Using the material below, print the line that contains "In every <instance>", the line that contains "positive clicks: (324, 381)", and every line in between, exactly and nothing else.

_ _ _ _ _

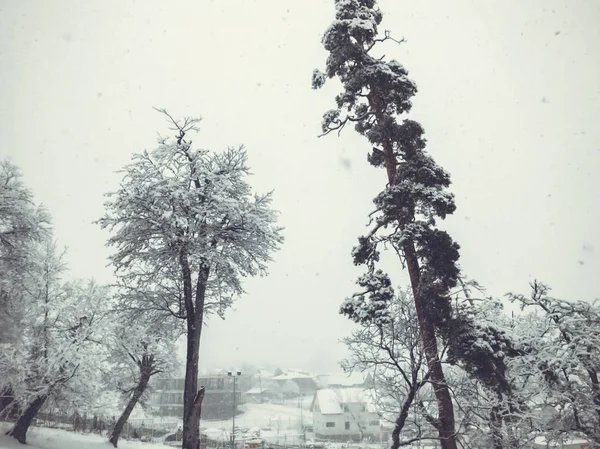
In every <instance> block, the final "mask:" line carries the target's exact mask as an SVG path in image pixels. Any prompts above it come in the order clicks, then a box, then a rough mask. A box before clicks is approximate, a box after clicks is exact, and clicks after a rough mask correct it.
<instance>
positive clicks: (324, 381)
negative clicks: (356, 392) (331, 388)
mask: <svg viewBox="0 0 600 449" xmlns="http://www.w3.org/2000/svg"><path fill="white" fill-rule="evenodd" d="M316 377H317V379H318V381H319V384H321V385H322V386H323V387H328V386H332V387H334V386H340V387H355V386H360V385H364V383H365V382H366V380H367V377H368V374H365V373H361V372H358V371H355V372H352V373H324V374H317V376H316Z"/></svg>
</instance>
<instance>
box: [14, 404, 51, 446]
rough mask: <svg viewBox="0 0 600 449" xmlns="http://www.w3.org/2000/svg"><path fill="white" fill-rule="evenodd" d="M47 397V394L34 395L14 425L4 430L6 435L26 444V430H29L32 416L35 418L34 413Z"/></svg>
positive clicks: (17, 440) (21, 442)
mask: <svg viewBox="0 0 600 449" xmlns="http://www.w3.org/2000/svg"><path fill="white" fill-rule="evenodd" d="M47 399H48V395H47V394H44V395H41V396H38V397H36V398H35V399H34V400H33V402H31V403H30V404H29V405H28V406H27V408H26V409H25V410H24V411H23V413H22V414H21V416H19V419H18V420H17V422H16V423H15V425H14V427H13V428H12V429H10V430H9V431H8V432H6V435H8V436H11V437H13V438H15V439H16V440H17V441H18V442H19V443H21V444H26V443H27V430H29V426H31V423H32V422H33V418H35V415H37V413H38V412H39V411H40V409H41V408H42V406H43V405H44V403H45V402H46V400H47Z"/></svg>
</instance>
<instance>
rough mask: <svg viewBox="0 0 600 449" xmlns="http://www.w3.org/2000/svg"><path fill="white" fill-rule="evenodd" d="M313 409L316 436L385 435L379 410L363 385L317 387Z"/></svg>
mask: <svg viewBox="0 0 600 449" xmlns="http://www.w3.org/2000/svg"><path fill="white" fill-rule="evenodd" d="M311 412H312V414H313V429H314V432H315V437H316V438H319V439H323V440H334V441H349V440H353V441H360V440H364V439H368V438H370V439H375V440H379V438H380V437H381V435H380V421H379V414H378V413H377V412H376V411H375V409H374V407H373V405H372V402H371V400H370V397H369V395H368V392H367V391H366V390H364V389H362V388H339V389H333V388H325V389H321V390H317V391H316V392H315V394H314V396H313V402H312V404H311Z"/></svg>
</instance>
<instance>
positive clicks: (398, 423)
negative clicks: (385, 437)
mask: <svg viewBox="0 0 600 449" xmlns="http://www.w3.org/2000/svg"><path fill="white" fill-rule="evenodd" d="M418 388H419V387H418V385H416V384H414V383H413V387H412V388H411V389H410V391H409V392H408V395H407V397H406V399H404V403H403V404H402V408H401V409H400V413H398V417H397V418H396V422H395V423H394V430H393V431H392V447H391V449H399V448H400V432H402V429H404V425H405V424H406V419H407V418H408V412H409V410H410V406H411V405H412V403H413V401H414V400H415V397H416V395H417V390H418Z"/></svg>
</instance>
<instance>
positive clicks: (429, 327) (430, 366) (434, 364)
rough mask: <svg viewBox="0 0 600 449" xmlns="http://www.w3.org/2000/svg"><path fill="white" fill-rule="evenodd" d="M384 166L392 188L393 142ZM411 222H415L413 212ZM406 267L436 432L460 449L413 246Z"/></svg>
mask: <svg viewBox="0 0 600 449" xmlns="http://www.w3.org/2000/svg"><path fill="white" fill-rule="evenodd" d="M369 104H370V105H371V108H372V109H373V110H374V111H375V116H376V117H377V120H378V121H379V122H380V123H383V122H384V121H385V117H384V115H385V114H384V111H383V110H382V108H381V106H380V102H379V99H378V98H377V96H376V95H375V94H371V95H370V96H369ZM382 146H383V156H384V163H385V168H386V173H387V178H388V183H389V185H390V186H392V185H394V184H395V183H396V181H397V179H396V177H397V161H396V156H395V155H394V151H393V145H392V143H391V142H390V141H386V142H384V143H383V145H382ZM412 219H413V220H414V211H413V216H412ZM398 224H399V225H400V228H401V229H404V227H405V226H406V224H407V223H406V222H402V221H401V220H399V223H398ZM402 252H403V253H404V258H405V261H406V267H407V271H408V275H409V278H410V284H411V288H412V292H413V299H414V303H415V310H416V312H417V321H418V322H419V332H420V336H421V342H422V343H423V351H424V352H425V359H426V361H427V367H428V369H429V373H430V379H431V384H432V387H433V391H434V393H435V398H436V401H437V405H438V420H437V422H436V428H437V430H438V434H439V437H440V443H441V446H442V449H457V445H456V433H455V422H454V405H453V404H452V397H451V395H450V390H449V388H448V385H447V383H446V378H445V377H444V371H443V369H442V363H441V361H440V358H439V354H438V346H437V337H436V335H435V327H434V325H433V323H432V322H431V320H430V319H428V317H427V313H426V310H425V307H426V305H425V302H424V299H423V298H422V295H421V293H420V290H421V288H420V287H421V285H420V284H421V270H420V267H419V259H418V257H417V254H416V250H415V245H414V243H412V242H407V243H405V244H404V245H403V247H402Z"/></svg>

_ _ _ _ _

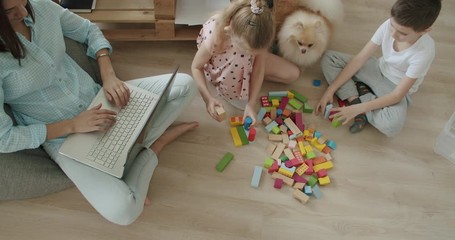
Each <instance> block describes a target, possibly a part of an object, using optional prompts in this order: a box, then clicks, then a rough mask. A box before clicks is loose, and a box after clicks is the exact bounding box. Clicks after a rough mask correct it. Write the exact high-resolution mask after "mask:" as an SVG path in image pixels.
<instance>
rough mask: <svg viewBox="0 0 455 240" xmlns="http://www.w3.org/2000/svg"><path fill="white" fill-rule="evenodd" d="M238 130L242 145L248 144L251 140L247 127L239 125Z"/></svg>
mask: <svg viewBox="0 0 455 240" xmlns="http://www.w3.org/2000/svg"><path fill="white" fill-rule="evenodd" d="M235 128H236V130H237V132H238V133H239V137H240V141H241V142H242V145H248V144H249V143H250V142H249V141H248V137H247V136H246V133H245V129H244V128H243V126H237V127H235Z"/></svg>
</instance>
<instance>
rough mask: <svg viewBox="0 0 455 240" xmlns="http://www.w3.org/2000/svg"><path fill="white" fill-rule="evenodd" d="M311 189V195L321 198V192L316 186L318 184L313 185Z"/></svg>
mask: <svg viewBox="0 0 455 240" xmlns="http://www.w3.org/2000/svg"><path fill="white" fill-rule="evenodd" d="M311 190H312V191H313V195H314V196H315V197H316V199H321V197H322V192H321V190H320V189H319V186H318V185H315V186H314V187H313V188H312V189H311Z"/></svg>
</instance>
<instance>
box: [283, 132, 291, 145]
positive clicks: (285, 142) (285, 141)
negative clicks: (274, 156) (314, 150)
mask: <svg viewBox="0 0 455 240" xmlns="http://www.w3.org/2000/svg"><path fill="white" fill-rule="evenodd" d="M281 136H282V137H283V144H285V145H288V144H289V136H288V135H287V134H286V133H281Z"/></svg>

_ _ _ _ _

# [Exercise result]
In every <instance> block, the final "mask:" line carries the target's exact mask as an SVG path in image pixels. Any prompts above it come in the order clicks, then a box, then a rough mask. A box before clicks is approximate, a box after clicks is exact, and clicks after a rough mask correct it.
<instance>
positive clicks: (324, 381)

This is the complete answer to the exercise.